__TEXT SEGMENT__
# An all-purpose settee berth



## GoodOldBoat (Sep 1, 2006)

An all-purpose settee berth
A cruiser's improvements for sitting and sleeping
by Phillip Reid












 
The Reids' three-in-one berth in its settee configuration with the removable fiddle set in place to restrain the cushion. The fiddle's short steel rods fit into the eye straps through-bolted through the darker strip of teak below the fiddle, which itself is through-bolted through the liner. The thin plates below the eye straps serve both as shims to prevent wobble and strakes to prevent the rod ends from digging into the wood.


Berths need to serve different functions depending on who's in them and whether the boat's in port or at sea. The traditional small sailboat layout includes settee berths to port and starboard, serving as places to sit and also as single berths for sleeping. These berths should be the most comfortable ones on the boat when you're in a rough sea, as they are close to amidships and therefore subject to the least motion.

A safe sea berth needs something to keep you from tumbling out if the crew tacks while you're asleep. That's where bunk boards (also called lee boards) come in. The concept is similar to the high railing used to keep babies in their cribs. In order for the bunk to be used as a settee again, though, the bunk board must fold down or be removed. Leecloths, canvas sheets attached to the inboard edge of the berth and to the overhead by cords through grommets, are another common option.

In port or at anchor, it's nice to have wide berths to stretch out on. Most settee berths are convertible to functional doubles by adding a swing-up or drop-in extension platform and corresponding cushion. This gives you much more flexibility. You can have another couple aboard as overnight guests, sleep in the main cabin yourselves rather than the V-berth or aft quarter berth, or just give a single occupant (at anchor or in port) considerably more room.

__DATA RECORDS__

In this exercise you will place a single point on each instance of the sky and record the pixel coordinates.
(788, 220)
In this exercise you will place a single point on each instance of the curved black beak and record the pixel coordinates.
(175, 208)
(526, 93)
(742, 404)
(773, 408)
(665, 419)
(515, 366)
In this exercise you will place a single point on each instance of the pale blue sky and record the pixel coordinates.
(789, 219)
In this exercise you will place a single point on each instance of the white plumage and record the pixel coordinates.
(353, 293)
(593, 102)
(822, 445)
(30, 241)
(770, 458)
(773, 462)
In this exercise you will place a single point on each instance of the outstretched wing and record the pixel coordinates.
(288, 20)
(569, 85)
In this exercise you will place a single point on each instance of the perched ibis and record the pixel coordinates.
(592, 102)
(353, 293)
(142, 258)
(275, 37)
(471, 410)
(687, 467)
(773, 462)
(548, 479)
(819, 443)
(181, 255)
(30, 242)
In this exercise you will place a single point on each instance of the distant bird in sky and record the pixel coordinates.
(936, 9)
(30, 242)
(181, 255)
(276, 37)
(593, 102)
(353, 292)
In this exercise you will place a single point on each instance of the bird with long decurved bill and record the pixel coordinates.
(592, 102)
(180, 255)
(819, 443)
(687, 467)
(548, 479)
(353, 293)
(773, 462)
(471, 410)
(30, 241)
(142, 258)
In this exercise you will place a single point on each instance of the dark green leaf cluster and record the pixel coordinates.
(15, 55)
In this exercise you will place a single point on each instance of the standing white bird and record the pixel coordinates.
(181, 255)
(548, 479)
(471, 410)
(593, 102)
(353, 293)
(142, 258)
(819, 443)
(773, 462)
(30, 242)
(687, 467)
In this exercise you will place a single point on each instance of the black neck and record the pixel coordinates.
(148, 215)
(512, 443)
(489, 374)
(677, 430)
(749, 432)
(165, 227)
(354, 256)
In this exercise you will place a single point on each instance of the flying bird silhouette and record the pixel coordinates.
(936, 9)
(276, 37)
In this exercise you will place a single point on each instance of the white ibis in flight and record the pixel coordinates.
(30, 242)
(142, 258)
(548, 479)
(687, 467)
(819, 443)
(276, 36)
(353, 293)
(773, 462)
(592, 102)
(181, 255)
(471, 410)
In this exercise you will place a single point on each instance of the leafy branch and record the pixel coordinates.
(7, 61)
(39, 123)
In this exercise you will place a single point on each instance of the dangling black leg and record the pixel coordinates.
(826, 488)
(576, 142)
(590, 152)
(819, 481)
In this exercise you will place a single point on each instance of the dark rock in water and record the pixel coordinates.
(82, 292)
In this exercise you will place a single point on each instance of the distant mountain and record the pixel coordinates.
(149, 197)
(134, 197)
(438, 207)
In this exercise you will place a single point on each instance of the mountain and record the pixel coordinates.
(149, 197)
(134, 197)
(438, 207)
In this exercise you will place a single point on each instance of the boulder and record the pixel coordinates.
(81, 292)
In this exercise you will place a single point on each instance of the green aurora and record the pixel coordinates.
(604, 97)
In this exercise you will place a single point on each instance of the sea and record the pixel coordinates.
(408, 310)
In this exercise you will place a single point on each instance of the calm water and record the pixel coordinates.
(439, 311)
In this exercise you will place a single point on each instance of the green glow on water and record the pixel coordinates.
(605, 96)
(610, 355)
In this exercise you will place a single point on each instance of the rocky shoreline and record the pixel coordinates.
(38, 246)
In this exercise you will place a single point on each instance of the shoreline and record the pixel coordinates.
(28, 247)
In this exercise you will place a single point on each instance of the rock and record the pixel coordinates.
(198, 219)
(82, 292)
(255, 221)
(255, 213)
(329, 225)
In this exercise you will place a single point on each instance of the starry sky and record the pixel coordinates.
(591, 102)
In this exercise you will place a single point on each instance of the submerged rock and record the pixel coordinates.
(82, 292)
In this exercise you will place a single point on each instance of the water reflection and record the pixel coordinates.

__GIVEN EXERCISE__
Continue the settee berth article above, starting after its final sentence.

__ANSWER TO THE EXERCISE__
Fiddles at the inboard edge of the settee berth help hold the cushions in place when the boat heels. Not having them, I quickly discovered, means you sometimes sail with your settee cushions piled on the cabin sole.



"How could I have a bunk board, a cushion fiddle, and a berth extension at the same time? " 

*Everything in one*

I realized I wanted a three-in-one, all-purpose place of repose providing: a settee, a sea berth, and a convertible double. The sea berth with bunk board was required; the convertible double berth was a luxury. For a 28-foot boat, there was a list of considerations to work through before I would know if having a convertible double berth in the main cabin was feasible. Here's what I wanted to know:
• Would the total width of the settee with the extension be enough for a functional double?
• Would the extension when in use eliminate all walking space in the main cabin?
• What would it get in the way of when deployed?
• When not in use, where would the cushion be stowed?

I found encouraging answers to all four of those questions, leaving me with the real stickler:
• How could I have a bunk board, a cushion fiddle, and a berth extension at the same time?












(1)








(2)








(3)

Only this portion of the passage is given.